• _Exercise objective_
Every entry that follows needs to be repeated exactly.

• _Stored data_
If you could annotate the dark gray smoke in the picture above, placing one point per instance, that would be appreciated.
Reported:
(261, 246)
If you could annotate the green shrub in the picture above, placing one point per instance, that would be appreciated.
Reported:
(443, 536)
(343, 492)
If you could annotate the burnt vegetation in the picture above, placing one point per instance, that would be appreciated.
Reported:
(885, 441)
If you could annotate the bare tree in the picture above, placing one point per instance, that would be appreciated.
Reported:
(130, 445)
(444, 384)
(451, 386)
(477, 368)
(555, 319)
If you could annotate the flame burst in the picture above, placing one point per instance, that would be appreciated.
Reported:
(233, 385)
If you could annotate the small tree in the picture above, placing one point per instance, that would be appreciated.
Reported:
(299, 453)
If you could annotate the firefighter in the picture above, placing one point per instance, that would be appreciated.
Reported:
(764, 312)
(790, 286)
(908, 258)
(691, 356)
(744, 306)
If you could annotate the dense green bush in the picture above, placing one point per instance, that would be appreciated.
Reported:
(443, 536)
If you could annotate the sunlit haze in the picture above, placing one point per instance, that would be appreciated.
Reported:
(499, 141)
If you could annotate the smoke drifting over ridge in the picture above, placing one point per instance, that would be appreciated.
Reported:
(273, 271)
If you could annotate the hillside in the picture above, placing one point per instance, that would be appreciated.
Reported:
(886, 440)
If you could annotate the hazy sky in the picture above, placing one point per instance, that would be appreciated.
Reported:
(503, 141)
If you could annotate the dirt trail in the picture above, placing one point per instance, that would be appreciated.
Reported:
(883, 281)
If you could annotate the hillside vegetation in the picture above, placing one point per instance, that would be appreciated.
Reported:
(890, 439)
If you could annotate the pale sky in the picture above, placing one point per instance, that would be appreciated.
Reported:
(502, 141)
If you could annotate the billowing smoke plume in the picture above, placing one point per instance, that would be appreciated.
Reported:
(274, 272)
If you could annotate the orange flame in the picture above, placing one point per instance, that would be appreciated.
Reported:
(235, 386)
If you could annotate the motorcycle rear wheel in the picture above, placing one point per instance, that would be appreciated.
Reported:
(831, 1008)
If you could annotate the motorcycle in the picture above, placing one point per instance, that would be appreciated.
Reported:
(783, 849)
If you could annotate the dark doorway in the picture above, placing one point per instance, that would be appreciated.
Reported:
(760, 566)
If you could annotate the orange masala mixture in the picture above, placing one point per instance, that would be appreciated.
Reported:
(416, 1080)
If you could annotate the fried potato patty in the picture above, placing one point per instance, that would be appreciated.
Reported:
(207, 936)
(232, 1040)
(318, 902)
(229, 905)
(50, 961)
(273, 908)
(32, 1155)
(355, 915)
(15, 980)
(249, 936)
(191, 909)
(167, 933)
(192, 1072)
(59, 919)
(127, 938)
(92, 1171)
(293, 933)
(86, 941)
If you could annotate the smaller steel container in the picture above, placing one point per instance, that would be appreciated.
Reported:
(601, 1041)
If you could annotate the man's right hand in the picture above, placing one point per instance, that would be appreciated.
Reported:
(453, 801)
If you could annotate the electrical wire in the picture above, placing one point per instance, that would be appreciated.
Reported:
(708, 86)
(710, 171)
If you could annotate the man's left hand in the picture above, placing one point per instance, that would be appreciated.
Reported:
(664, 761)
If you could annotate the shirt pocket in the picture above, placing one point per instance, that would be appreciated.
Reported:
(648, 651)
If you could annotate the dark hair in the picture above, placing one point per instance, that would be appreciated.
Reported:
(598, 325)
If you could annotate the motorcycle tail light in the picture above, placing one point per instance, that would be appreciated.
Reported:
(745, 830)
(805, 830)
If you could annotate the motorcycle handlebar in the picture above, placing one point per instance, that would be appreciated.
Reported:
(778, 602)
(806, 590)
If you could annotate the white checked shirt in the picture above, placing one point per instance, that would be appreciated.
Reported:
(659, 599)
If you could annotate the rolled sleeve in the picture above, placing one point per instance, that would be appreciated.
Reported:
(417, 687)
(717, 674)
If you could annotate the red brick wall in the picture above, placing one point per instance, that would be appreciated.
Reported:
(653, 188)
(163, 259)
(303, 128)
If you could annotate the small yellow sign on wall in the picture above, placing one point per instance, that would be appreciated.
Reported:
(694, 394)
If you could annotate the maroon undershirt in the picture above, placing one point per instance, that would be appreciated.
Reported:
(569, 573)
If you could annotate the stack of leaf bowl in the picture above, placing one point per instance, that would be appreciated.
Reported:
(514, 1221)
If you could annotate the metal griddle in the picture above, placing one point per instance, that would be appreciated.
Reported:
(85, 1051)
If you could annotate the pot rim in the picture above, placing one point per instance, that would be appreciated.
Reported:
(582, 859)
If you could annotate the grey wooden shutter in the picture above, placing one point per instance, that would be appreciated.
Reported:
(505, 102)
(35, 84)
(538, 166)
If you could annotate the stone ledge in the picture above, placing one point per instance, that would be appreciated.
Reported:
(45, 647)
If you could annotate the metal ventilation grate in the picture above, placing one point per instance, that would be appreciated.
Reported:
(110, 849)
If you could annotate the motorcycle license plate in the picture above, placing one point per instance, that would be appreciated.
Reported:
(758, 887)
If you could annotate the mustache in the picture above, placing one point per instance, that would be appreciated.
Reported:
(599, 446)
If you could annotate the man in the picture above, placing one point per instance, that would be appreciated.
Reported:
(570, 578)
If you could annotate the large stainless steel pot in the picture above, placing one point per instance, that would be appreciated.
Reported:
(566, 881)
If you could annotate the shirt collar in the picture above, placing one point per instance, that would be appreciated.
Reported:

• _Exercise output_
If you could annotate the dark gray smoke in the picture above, placing one point per instance, that would be appreciated.
Reported:
(261, 246)
If you could annotate the green shrub in the picture above, placing one point per instance, that would be appreciated.
Reported:
(443, 536)
(343, 492)
If you could annotate the burnt vegetation in the picture above, placing one point per instance, that would be appreciated.
Reported:
(885, 441)
If you could annotate the bare tree in the picture above, placing one point per instance, that would be appreciated.
Reported:
(130, 445)
(444, 384)
(451, 386)
(477, 368)
(555, 319)
If you could annotate the flame burst in the picture above, placing one point per instance, that would be appreciated.
Reported:
(233, 385)
If you could annotate the small tree in the picture above, placing one point per instance, that would be appreciated.
Reported:
(299, 453)
If you could annotate the firefighter in the picture above, placing one point per instance, that would be appreciated.
Reported:
(764, 312)
(790, 286)
(908, 258)
(691, 356)
(744, 306)
If you could annotate the dense green bush in the picture above, placing one point per instance, that would be appreciated.
Reported:
(443, 536)
If you could annotate the sunlit haze in the picture above, placing one point per instance, that would be appreciated.
Reported:
(499, 141)
If you could annotate the smoke drifting over ridge in the picture above, placing one point per instance, that would be appreciated.
Reported:
(273, 271)
If you could annotate the hillside in the picture above, placing one point per instance, that would be appreciated.
Reported:
(886, 440)
If you could annotate the hazy sky in the picture above, placing one point per instance, that would be appreciated.
Reported:
(503, 141)
If you could annotate the dirt trail in the picture above, placing one point per instance, that would be appreciated.
Reported:
(883, 281)
If you could annotate the hillside vegetation in the picture above, placing one point per instance, that would be appreciated.
Reported:
(890, 439)
If you could annotate the pale sky in the picture above, placing one point per instance, that would be appreciated.
Reported:
(502, 141)
If you could annotate the billowing smoke plume in the picture above, placing one point per instance, that would be appreciated.
Reported:
(274, 272)
If you could annotate the orange flame in the picture above, placing one point per instance, that would be appreciated.
Reported:
(235, 386)
If you could annotate the motorcycle rear wheel in the picture above, placing one point per instance, that would be appreciated.
Reported:
(831, 1008)
If you could annotate the motorcycle in the picture above, placing one point per instance, that would be appreciated.
Reported:
(783, 849)
If you could annotate the dark doorway in the picture above, placing one point per instance, that would be appreciated.
Reported:
(760, 566)
If you could annotate the orange masala mixture in the picture above, placing one point per instance, that would be appreciated.
Reported:
(416, 1080)
If you could annotate the fried potato patty in the picture above, placing one point per instance, that would be appreciated.
Reported:
(207, 936)
(232, 1040)
(318, 902)
(229, 905)
(50, 961)
(273, 908)
(32, 1155)
(355, 915)
(15, 980)
(249, 936)
(191, 909)
(167, 933)
(192, 1072)
(59, 919)
(127, 938)
(92, 1171)
(293, 933)
(86, 941)
If you could annotate the smaller steel container in the picture above, placing one point per instance, that would be appreciated.
Reported:
(601, 1041)
If you could annotate the man's right hand in the picture above, placing one point per instance, that would be appreciated.
Reported:
(453, 801)
If you could annotate the electrical wire in the picture above, placing one point per instance, that would be appreciated.
Reported:
(708, 86)
(710, 171)
If you could annotate the man's left hand in the picture above, placing one point per instance, that would be appreciated.
Reported:
(664, 761)
If you could annotate the shirt pocket in the picture above, placing one point per instance, that would be appreciated.
Reported:
(648, 651)
If you could annotate the dark hair in the picture above, placing one point per instance, that would be appreciated.
Reported:
(598, 325)
If you could annotate the motorcycle tail light in the picture above, placing one point per instance, that would be appreciated.
Reported:
(745, 830)
(805, 830)
If you could annotate the motorcycle handlebar in the picture above, placing one point per instance, that would be appreciated.
Reported:
(778, 602)
(806, 590)
If you could annotate the white checked shirt in the picture above, placing one point per instance, that would be appreciated.
Reported:
(659, 599)
If you could annotate the rolled sleeve in the picture above, placing one point per instance, that would be appreciated.
Reported:
(417, 687)
(717, 674)
If you could annotate the red brick wall in the picture above, placing one point per instance, that would be appreciated.
Reported:
(653, 188)
(163, 259)
(303, 128)
If you could annotate the small yellow sign on wall in the picture above, placing one point per instance, that would be appreciated.
Reported:
(694, 394)
If you could annotate the maroon undershirt in the picture above, placing one point per instance, that would be appreciated.
Reported:
(569, 573)
If you could annotate the stack of leaf bowl in the picture above, placing one point per instance, that would be appreciated.
Reported:
(514, 1221)
If you could annotate the metal griddle in the picture above, placing one point per instance, that would be appreciated.
Reported:
(85, 1051)
If you could annotate the pot rim in the picture above, placing one point per instance, that would be appreciated.
Reported:
(582, 859)
If you could annotate the grey wooden shutter in the picture above, placing one point per instance, that would be appreciated.
Reported:
(505, 102)
(35, 84)
(538, 166)
If you could annotate the stone ledge in the picture above, placing one point per instance, that would be appreciated.
Reported:
(45, 647)
If you could annotate the metal ventilation grate in the picture above, placing one point per instance, that would be appreciated.
Reported:
(110, 849)
If you could annotate the motorcycle license plate in the picture above, placing one point per instance, that would be appreciated.
Reported:
(758, 887)
If you could annotate the mustache in the picture above, placing one point per instance, that would be appreciated.
Reported:
(599, 446)
If you could annotate the man in the picture above, placing one point per instance, that would be appreciated.
Reported:
(570, 578)
If you could annotate the large stainless steel pot in the picture above, placing one point per instance, that would be appreciated.
Reported:
(566, 881)
If you could annotate the shirt collar in the picture above, placing one point per instance, that would be appreciated.
Reported:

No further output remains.